**Requirement 1:** In the listing, reproduce the lines starting with the one that contains "of the pebble" and going on through the end of the listing, substituting "timber" for "wooden" and leaving everything else unchanged.

**Passage given:**
------------------------------------------------------------

Age of add-ons: 4 portfolio value creation strategies for PE money managers
4 Min Read
Many people believe that emerging from pe due diligence with a fresh deal is the most exciting moment in the day-to-day experience of private equity portfolio company management. While new acquisitions do get most of the media focus, they have stiff competition from the portfolio manager who discovers new add-on value creation strategies for a portfolio company. After all, it’s their responsibility to generate successful returns over the life of each new investment.
As a money manager looks for new revenue growing opportunities, it serves them well to think outside the box to find new opportunities for additional value – an expanded use of a product, service or an add-on acquisition can be the key to steering a company through a stagnant period, like a recession, or navigating an operational transformation requiring fresh capital or a technology implementation.
Add-ons may not make the headlines, but they can add the fuel needed to propel a PortCo to new heights. They are a key ingredient in delivering a strong exit. While the road to a solid add-on can have many twists and turns, there are four key portfolio value creation strategies that deserve close examination.
4 PORTFOLIO VALUE CREATION STRATEGIES
Enter New End Markets
When evaluating the acquisition of a new PortCo, understanding its existing market potential is essential. This initial review often provides sufficient insight to determine whether a deal is promising or not, guiding the investment decision. While the investment pulls the firm into a ripe market, it also can unlock the exploration of new end markets.
In a recent engagement, we worked with a private equity firm whose PortCo is widely known as the world’s largest manufacturer of independent precision creep feed grinding. They serve the industrial gas turbine and aerospace industry sectors, and wanted to explore new end markets. While they were deeply rooted in their existing customer segments, they needed to find advisors from OEM manufacturing facilities to help them better understand what they look for in suppliers. The advisors that we provided helped them to position their business and sales strategy by assessing the target market and identifying quick wins to accelerate market entry. This capability was essential for aligning internal operations with a holistic growth vision.
Connecting with advisors outside their immediate network and who focused on value creation allowed them to see new end-market opportunities with a fresh perspective and mitigate the risks of a new investment.

------------------------------------------------------------

**Requirement 2:** Continue the article on private equity add-on strategies from the point where it stops.

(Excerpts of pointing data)
------------------------------------------------------------

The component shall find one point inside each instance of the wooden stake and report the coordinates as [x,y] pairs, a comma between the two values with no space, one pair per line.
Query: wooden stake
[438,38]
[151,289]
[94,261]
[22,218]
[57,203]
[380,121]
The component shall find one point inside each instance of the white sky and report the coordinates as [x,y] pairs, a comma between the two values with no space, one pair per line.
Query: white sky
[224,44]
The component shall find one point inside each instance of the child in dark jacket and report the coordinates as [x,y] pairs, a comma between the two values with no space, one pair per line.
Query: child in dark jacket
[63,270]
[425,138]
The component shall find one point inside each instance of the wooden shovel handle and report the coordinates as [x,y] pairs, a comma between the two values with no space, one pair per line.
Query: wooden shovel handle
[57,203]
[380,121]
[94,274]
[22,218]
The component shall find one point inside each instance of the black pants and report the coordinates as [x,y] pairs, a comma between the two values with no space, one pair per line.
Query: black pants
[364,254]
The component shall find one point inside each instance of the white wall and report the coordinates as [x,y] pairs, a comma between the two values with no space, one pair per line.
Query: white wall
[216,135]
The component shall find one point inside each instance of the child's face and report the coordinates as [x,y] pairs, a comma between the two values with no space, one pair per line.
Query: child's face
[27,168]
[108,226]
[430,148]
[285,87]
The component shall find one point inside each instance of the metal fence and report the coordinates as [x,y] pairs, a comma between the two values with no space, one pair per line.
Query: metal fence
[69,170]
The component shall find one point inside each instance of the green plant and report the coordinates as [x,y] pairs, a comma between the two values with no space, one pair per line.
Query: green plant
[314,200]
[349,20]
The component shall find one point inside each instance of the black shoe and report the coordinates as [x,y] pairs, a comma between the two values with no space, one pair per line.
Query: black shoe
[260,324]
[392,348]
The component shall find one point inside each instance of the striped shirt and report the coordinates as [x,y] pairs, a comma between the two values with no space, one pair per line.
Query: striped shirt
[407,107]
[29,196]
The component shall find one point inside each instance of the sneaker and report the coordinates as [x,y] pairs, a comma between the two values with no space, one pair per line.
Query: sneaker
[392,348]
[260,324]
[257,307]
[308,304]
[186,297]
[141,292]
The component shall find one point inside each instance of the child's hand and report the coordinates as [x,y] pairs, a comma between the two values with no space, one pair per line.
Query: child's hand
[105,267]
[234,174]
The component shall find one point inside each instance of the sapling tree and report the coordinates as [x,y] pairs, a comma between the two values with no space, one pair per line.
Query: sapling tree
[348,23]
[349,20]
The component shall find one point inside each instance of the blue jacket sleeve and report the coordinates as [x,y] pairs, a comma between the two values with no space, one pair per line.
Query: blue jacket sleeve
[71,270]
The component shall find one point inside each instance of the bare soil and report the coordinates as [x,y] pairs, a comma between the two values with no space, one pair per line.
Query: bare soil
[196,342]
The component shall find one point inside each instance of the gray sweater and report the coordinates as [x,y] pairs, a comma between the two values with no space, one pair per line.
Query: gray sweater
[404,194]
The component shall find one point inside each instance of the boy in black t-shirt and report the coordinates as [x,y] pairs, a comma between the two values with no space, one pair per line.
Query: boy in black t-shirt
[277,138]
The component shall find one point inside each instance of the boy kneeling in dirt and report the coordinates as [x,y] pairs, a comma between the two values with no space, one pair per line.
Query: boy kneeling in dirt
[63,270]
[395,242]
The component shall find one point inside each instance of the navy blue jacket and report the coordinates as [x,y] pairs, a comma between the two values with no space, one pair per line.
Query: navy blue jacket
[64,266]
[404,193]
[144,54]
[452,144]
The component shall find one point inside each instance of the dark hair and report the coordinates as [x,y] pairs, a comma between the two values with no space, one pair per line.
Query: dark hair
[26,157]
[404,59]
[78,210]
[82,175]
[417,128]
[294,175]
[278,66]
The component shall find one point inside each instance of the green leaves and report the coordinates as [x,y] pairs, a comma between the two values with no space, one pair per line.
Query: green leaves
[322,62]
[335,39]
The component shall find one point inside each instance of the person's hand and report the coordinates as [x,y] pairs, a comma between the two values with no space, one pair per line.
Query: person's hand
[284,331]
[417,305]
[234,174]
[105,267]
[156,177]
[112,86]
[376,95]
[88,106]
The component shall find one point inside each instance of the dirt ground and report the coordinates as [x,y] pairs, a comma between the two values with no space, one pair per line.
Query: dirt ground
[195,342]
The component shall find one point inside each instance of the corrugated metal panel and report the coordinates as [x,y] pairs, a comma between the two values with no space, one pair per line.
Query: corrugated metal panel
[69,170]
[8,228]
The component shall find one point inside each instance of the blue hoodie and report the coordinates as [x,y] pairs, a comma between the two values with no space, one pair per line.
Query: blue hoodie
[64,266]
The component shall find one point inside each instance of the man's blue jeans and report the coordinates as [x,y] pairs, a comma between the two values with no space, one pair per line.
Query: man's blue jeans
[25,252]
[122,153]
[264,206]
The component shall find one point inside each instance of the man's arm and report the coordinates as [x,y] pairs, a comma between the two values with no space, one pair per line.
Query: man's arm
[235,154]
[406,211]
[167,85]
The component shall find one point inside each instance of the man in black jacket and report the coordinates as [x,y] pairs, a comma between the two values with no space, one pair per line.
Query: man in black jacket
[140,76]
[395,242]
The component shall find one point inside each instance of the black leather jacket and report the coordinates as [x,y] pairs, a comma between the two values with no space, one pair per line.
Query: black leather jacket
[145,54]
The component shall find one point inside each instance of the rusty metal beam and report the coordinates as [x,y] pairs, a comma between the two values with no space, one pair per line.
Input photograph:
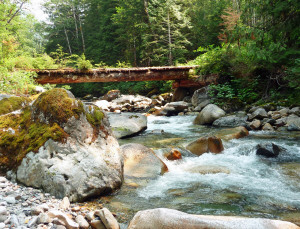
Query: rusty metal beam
[68,76]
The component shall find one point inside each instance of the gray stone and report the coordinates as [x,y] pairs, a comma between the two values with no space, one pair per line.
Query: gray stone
[230,121]
[10,199]
[97,224]
[82,222]
[295,111]
[141,162]
[293,120]
[255,124]
[65,203]
[268,150]
[44,218]
[107,219]
[200,96]
[127,125]
[267,127]
[33,222]
[68,223]
[209,114]
[259,113]
[77,168]
[14,221]
[163,218]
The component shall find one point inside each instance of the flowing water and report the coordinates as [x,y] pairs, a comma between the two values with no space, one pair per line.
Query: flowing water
[254,187]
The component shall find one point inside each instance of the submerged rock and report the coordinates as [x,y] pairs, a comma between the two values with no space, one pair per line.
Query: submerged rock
[173,155]
[233,133]
[209,114]
[127,125]
[63,147]
[268,150]
[206,144]
[231,121]
[142,162]
[163,218]
[209,169]
[200,96]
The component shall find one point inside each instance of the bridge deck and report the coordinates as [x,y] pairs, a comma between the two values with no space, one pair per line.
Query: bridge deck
[67,76]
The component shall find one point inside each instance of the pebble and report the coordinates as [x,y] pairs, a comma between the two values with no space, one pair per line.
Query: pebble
[28,208]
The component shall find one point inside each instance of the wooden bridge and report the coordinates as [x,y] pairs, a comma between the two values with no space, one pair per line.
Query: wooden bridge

------------------------------------------------------------

**Written answer 1:**
The component shall find one point inside each instance of the pebble and report the coordinates as [x,y] pairs, a comma between the two values with no space, one pair per line.
Query: pebble
[28,208]
The component shall find one point inside each instance of the timber bridge and report the coordinates as [x,y] pairs, a comma between the two values with no space, one pair per line.
Query: timber bridge

**Written answer 2:**
Purchasing Power
Purchasing power comes with the ability to purchase in ever-expanding quantities – the more you buy, the cheaper the pricing gets. If a PE firm has a PortCo that purchases widget/ingredient A on a regular basis, it might make sense to look for other verticals that also use widget/ingredient A.
We recently worked with a private equity client that was exploring cost synergy expansions for their thermal paper PortCo. By recognizing challenges in their industry’s ability to grow, based on a reduced demand for receipt paper, they were considering a market consolidation strategy. Apex Leaders helped them connect with a broad range of small-roll paper suppliers to gauge market acceptance of combining two major brands. That could allow for purchasing synergies, delivering paper from mills at a greatly reduced cost. This also opened the door to implementing a capital-efficient procurement process supported by advisory insights into merger strategies.
Connecting with advisors helped the firm find a less conventional path to expanded profits.
Cost Synergies
Every PortCo has a long list of resources, be it personnel, services, or actual goods. These resources often hold significant value for an add-on acquisition, leading to crucial cost-saving synergies. For instance, consider Yum! Brands, a powerhouse with thousands of KFC, Pizza Hut, and Taco Bell franchises worldwide. All these brands operate storefronts and kitchens. Why not leverage these shared assets to create multi-brand fast-food restaurants, realizing significant cost efficiencies?
We recently worked with a private equity client who owns a major fast-food franchise holder. They were exploring how their existing businesses could expand into new franchise opportunities. While they had strong knowledge of their own franchise brand model, they wanted to identify new brands with similar business models that could unlock further cost synergies. By connecting them with former owners and competing franchises, we helped them achieve just that, paving the way for post-close strategy development and operational alignment across their diverse brand portfolio.
Insights from competitors are invaluable. They often hold nuanced understandings of the business that external observers miss, revealing new cost synergy strategies crucial for firms acquiring new entities or expanding into strategic markets.
Cross Merchandising
Just like a grocery store strategically places salsa next to tortilla chips on an end-cap, portfolio add-ons allow companies to cross-merchandise complementary services to both current and potential customers. This strategy extends far beyond chips and salsa.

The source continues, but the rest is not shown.